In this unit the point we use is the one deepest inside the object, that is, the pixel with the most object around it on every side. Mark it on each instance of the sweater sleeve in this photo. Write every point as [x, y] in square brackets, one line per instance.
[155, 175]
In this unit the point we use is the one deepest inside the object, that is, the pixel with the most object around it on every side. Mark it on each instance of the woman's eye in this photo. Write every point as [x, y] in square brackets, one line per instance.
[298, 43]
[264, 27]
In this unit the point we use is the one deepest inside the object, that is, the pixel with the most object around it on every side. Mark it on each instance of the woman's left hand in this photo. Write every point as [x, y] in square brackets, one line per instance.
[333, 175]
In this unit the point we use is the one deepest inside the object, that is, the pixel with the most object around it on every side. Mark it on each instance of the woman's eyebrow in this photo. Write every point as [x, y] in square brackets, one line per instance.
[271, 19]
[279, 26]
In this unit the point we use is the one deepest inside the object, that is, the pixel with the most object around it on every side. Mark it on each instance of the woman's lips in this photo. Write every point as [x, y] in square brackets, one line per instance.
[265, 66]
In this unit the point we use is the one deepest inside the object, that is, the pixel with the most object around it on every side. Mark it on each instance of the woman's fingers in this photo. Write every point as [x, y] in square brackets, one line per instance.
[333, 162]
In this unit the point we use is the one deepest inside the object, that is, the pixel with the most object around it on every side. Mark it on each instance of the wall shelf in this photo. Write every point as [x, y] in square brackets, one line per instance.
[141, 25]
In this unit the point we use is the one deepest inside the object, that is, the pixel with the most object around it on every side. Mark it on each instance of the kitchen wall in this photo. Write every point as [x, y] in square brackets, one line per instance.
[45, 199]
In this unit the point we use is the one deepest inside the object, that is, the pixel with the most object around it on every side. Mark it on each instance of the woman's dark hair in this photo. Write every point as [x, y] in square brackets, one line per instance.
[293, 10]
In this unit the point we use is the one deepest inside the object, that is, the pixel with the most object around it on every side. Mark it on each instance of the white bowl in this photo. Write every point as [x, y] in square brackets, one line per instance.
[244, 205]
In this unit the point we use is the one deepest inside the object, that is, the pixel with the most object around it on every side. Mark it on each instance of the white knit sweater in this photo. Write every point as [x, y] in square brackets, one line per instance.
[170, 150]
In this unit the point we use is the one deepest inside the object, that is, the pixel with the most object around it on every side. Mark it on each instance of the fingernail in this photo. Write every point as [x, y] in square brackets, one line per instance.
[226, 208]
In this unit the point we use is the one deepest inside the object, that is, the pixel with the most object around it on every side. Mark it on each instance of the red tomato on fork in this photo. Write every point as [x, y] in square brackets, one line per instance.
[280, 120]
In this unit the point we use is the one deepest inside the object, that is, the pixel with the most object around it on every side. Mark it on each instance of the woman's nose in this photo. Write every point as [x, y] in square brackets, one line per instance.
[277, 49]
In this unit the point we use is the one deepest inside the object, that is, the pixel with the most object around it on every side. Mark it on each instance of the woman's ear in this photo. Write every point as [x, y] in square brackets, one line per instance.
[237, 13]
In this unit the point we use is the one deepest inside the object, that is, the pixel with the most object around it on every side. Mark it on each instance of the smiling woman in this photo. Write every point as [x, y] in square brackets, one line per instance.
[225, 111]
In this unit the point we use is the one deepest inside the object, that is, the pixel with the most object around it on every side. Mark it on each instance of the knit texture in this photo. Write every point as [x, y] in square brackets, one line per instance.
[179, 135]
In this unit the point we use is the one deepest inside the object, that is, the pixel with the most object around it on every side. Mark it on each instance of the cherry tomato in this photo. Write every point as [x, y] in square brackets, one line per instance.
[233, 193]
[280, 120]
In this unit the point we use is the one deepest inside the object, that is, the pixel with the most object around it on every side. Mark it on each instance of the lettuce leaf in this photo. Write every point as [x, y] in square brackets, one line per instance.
========================================================================
## [Your instructions]
Write out the full listing exactly as given.

## [Written reply]
In this unit the point we use is the one deepest inside the object, that is, the pixel with the most object around it on every side. Mark it on each instance of the sweater sleeve in this photo. Write every point as [x, y] in square brackets, one line per instance.
[155, 175]
In this unit the point we use is the one deepest inside the object, that is, the pixel with the most object around it on every side. Mark it on each instance of the woman's eye in this photo. Write every point as [x, y] in square brackets, one line per instance.
[298, 43]
[264, 27]
In this unit the point we use is the one deepest inside the object, that is, the pixel with the most object around it on every side. Mark it on each instance of the woman's left hand in this photo. Write every point as [x, y] in square brackets, one line per instance.
[333, 175]
In this unit the point we use is the one deepest inside the object, that is, the pixel with the most object around it on every side. Mark it on each instance of the woman's eyebrow in this photo. Write every point as [x, y] in square brackets, one line per instance.
[271, 19]
[279, 26]
In this unit the point we use is the one deepest inside the object, that is, the pixel with the most object around it on every side. Mark it on each instance of the woman's lips in this photo. Write every point as [x, y] in square brackets, one line per instance.
[265, 66]
In this unit the point we use is the one deepest inside the object, that is, the pixel with the most object around it on every side. Mark it on each instance of the woman's fingers in this photo. Write every point as [x, y] in square brackets, one line per instance.
[333, 162]
In this unit the point we use is the one deepest inside the object, that is, the pixel with the most object around it on every side. Mark it on each instance of the wall shelf in this photo. Write every point as [x, y] in square brackets, one line per instance.
[141, 25]
In this unit the point we use is the one deepest inside the object, that is, the pixel with the most object around it on every side. Mark it on each instance of the kitchen wall in this photo. Write every point as [x, y] in square brackets, one line per instance.
[45, 199]
In this unit the point we use is the one deepest inside the object, that is, the pixel with the most object around it on every side. Mark it on each instance of the woman's dark hair in this photo. Write every point as [x, y] in square brackets, one line per instance.
[293, 10]
In this unit the point we use is the one deepest inside the object, that is, the pixel with the most object around it on every side. Mark it on each instance of the white bowl in this photo. Write every point as [x, y] in square brackets, one line per instance.
[244, 205]
In this unit the point we use is the one deepest inside the object, that is, the pixel with the most object around it on every side. Mark it on each instance of the white knit sweater in this photo. Write every point as [x, y] in square brackets, one line per instance.
[170, 150]
In this unit the point we use is the one deepest inside the object, that is, the pixel with the most object around it on every side. Mark it on each instance of the fingernail in this photo. Write every point as [x, y] in square brackets, one line per instance.
[226, 208]
In this unit the point we use is the one deepest inside the object, that is, the pixel with the most object around it on every side. Mark it on each instance of the red tomato on fork in this photo. Write every point as [x, y] in square brackets, one line per instance.
[280, 120]
In this unit the point we use is the one deepest inside the object, that is, the pixel with the most object around it on every side. Mark it on each instance of the woman's nose in this photo. Write every point as [x, y] in square brackets, one line per instance.
[277, 49]
In this unit the point we use is the one deepest inside the object, that is, the pixel with the most object around it on every side. Mark it on each instance of the woman's ear in this photo. Write every point as [x, y] in square brackets, one line per instance.
[237, 13]
In this unit the point we use is the one deepest inside the object, that is, the pixel with the most object around it on every side. Mark it on each instance of the smiling woman in this photo. Write every point as [x, y] in square brackets, one line per instance.
[225, 111]
In this unit the point we use is the one deepest inside the object, that is, the pixel with the most object around it on every side. Mark it on each instance of the knit texture in this photo. Write every point as [x, y] in square brackets, one line per instance.
[179, 135]
In this unit the point we use is the one deepest inside the object, that is, the pixel with the most object around it on every side. Mark it on each instance of the cherry tomato in this photo. Write every point as [x, y] in square brackets, one line per instance.
[233, 193]
[280, 120]
In this unit the point we use is the one deepest inside the object, that is, the pixel with the most object around it on every side. Mark it on each instance of the lettuce leaf in this photo. Write every point as [x, y] in square brackets, one line per instance.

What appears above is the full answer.